◆ THE EXERCISE
Copy the lines below word for word, leaving nothing out and changing nothing.

◆ DATA PROVIDED
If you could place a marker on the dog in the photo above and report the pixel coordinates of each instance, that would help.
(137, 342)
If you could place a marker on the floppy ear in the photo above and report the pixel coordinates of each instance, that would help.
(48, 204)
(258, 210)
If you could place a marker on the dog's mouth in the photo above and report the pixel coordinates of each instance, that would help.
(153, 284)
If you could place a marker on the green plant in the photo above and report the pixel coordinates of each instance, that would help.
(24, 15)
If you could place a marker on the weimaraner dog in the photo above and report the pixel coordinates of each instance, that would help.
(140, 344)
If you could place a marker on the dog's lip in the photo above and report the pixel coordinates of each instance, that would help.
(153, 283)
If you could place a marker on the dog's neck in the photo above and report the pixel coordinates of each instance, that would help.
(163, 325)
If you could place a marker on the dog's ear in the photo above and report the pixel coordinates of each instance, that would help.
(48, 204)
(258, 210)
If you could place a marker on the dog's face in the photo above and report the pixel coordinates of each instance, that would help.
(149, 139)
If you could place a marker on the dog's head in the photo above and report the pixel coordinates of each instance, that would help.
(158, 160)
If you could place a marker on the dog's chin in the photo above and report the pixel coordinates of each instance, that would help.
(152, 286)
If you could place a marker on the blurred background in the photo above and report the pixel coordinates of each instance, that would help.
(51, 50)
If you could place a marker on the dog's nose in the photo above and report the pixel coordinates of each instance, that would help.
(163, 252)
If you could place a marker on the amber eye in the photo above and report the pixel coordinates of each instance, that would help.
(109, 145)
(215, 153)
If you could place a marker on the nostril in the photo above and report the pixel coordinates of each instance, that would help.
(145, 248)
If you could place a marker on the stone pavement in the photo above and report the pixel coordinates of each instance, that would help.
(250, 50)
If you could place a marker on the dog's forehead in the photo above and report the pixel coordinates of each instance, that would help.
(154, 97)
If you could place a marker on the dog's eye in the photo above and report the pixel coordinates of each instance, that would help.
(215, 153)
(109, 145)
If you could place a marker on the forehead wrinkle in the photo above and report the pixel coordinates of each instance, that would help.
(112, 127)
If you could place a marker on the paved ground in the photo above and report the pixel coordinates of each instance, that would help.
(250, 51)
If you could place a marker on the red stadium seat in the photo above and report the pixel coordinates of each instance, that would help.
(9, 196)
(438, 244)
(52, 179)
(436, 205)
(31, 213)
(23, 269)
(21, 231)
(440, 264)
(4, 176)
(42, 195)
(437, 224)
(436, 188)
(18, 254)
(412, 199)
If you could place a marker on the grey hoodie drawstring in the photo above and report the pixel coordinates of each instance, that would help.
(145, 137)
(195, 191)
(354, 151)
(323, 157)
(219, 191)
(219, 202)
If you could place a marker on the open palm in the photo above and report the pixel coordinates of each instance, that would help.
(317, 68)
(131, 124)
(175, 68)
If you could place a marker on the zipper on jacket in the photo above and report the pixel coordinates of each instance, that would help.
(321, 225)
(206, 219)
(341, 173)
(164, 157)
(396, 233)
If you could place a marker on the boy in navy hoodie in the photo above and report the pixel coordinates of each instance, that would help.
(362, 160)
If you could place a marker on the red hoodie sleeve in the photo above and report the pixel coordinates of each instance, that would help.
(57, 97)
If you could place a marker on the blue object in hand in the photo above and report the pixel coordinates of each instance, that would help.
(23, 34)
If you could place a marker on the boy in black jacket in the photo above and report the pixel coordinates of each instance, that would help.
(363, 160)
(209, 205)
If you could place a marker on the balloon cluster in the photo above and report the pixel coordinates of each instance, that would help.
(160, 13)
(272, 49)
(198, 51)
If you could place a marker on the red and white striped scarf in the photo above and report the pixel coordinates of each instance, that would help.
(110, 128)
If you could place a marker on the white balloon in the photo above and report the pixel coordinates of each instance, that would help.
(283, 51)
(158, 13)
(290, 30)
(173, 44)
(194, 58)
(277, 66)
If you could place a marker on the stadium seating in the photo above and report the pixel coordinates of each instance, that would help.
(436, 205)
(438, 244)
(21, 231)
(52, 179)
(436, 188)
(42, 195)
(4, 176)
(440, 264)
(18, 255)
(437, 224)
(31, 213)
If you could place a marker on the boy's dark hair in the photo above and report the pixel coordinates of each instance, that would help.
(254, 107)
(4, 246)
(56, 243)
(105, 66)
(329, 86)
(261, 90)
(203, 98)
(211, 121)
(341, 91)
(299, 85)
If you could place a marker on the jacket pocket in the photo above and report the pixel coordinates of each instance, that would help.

◆ RESPONSE TO THIS TASK
If you could place a marker on the dog in the photo above and report the pixel coordinates of each instance, that would help.
(137, 342)
If you could place a marker on the floppy ear in the photo above and report the pixel coordinates of each instance, that would help.
(48, 204)
(258, 210)
If you could place a marker on the dog's mouth in the photo above and report the pixel coordinates of each instance, that would help.
(153, 284)
If you could place a marker on the green plant in the photo above and report the pixel coordinates of each instance, that would help.
(24, 15)
If you could place a marker on the weimaraner dog in the photo above and report the pixel coordinates of each instance, that would help.
(140, 344)
If you could place a marker on the dog's lip in the photo above and report the pixel coordinates of each instance, that would help.
(153, 283)
If you could place a marker on the dog's neck in the photo above and report the pixel coordinates of each instance, that would help.
(163, 325)
If you could place a marker on the dog's ear in the photo above and report the pixel coordinates of each instance, that would help.
(48, 204)
(258, 210)
If you could place a marker on the dog's face in the photo above and report the pixel coordinates of each instance, that would help.
(149, 139)
If you could place a marker on the dog's head in the photo above and report the pixel coordinates of each instance, that would help.
(158, 160)
If you could place a marker on the dog's chin in the photo above and report the pixel coordinates of each instance, that would help.
(152, 286)
If you could place a marker on the blurred background in the photo above and report the pixel coordinates of each instance, that would help.
(51, 50)
If you could place a marker on the dog's nose in the photo above and report the pixel coordinates of each instance, that would help.
(163, 252)
If you could place a marker on the amber eye in the photo above and report the pixel coordinates of each instance, that would help.
(109, 145)
(215, 153)
If you could place a marker on the nostril in the photo above and report the pixel coordinates of each instance, that would help.
(145, 248)
If you could place a marker on the stone pavement in the photo above and report the pixel coordinates of each instance, that would help.
(250, 50)
If you could place a marker on the dog's forehead in the photo above and report the pixel coordinates of each instance, that would help.
(154, 97)
If you could place a marker on the dog's eye in the photo above and report the pixel coordinates of each instance, that would help.
(215, 153)
(109, 145)
If you could place a marker on the forehead wrinkle in the photo above and report the pixel coordinates of each instance, that would help.
(112, 127)
If you could place a marker on the paved ground in the photo above and report the pixel coordinates of each instance, that would help.
(250, 51)
If you could place a marker on the red stadium seat in the photo above and report the pixel coordinates of each instance, that would help.
(9, 196)
(438, 244)
(52, 179)
(436, 205)
(31, 213)
(23, 269)
(21, 231)
(440, 264)
(4, 176)
(42, 195)
(437, 224)
(436, 188)
(18, 254)
(412, 199)
If you could place a marker on the grey hoodie drawstring in the photo above and report the pixel coordinates of each instance, that would help.
(145, 137)
(195, 191)
(354, 151)
(323, 157)
(219, 191)
(219, 202)
If you could place a marker on the open palm in the photo above and report the pixel coordinates of each instance, that would help.
(317, 68)
(131, 124)
(175, 68)
If you could place a marker on the zipper on jacket in the photo above and report the pixel coordinates of each instance, that would help.
(321, 225)
(206, 219)
(341, 173)
(164, 157)
(396, 233)
If you could place a marker on the boy in navy hoodie in the photo above and report the pixel coordinates of each instance, that would help.
(362, 160)
If you could place a marker on the red hoodie sleeve in the photo above and report the pixel coordinates of each instance, that would help.
(57, 97)
If you could place a marker on the blue object in hand in the photo above and report the pixel coordinates of each instance, that would help.
(23, 34)
If you could place a marker on the boy in black jacket in the photo above and report the pixel coordinates of each instance, that would help.
(363, 160)
(209, 205)
If you could place a marker on the balloon cluster in the photo above and report the pixel coordinates of each instance, that would help.
(160, 13)
(272, 49)
(198, 51)
If you could place a marker on the red and white striped scarf in the photo above and report the pixel coordinates of each instance, that would help.
(110, 128)
If you could place a marker on the white balloon in the photo above and report the pixel coordinates of each instance, that would help.
(283, 51)
(158, 13)
(290, 30)
(173, 44)
(194, 58)
(277, 66)
If you could place a marker on the stadium seating in the photo above and report the pixel coordinates of each instance, that would help.
(436, 205)
(438, 244)
(21, 231)
(52, 179)
(436, 188)
(42, 195)
(4, 176)
(440, 264)
(18, 255)
(437, 224)
(31, 213)
If you could place a marker on the boy's dark hair in the photo above and report the pixel coordinates of each instance, that would help.
(254, 107)
(4, 246)
(56, 243)
(105, 66)
(329, 86)
(261, 90)
(203, 98)
(211, 121)
(341, 91)
(299, 85)
If you could place a marker on the jacket pocket in the photo above and report the pixel coordinates of each instance, that would help.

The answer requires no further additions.